[待解问题]
1. 这篇Word Break II解题报告的示例2中，wordDict收录了哪些单词？请全部列出。
2. 请将这篇Word Break II解题报告中从"Given a non-empty"到"contain duplicate words."之间的文字一字不差地抄写出来，首尾两处也包括在内。

[原文摘录]

- - - -

【LeetCode】140. Word Break II 解题报告（Python & C++）

作者：负雪明烛
id： fuxuemingzhu
个人博客： http://fuxuemingzhu.cn/

题目描述

Given a non-empty string s and a dictionary wordDict containing a list of non-empty words, add spaces in s to construct a sentence where each word is a valid dictionary word. Return all such possible sentences.

Note:

The same word in the dictionary may be reused multiple times in the segmentation.
You may assume the dictionary does not contain duplicate words.
Example 1:

Input:

s = "catsanddog"

wordDict = ["cat", "cats", "and", "sand", "dog"]

Output:

[

  "cats and dog",

  "cat sand dog"

]

Example 2:

Input:

s = "pineapplepenapple"

wordDict = ["apple", "pen", "applepen", "pine", "pineapple"]

Output:

[

  "pine apple pen apple",

  "pineapple pen apple",

  "pine applepen apple"

]

Explanation: Note that you are allowed to reuse a dictionary word.

Example 3:

Input:

s = "catsandog"

wordDict = ["cats", "dog", "sand", "and", "cat"]

Output:

[]

题目大意

给了一个字典，问给定的字符串s能有多少种被字典构造出来的方式，返回每一种构造方式。

解题方法

递归求解

这个题就是139. Word Break的变形，现在要求所有的构造方式了。

一般这种题就需要使用递归，把所有的构造方式都求出来。这个题必须使用字典保存已经能切分的方式，否则，递归的时间复杂度太高。我们定义函数dfs，其含义是字符串s能被字典中的元素构成的所有构造方式字符串（中间由空格分割）。所以，我们只需要知道如果当前的字符串能分割，再拼接上后面的分割就行了。如果后面部分不能分割，应该返回的是空的vector，这样就不会产生新的结果字符串放入到res里。

Python代码如下：

class Solution(object):

    def wordBreak(self, s, wordDict):

        """

        :type s: str

        :type wordDict: List[str]

        :rtype: List[str]

        """

        res = []

        memo = dict()

        return self.dfs(s, res, wordDict, memo)

- - - -

[所列条目]

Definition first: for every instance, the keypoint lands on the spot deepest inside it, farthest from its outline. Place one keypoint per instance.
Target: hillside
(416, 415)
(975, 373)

- - - -

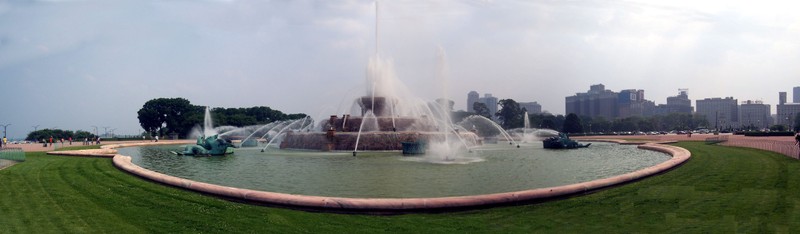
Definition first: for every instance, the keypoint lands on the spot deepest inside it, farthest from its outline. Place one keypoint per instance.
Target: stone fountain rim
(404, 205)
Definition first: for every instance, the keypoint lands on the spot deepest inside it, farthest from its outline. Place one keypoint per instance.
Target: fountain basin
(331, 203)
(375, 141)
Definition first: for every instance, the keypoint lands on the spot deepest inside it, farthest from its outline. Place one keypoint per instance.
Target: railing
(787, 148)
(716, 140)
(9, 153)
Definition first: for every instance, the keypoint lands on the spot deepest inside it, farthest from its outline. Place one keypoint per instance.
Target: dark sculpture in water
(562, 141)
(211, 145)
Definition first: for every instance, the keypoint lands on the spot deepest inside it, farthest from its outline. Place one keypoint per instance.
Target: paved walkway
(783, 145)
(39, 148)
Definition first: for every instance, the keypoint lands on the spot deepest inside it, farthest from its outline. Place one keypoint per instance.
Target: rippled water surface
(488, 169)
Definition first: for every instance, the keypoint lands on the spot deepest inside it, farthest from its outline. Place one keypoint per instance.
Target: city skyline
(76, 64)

- - - -

[参考解答]
1. apple、pen、applepen、pine、pineapple

2.
Given a non-empty string s and a dictionary wordDict containing a list of non-empty words, add spaces in s to construct a sentence where each word is a valid dictionary word. Return all such possible sentences.

Note:

The same word in the dictionary may be reused multiple times in the segmentation.
You may assume the dictionary does not contain duplicate words.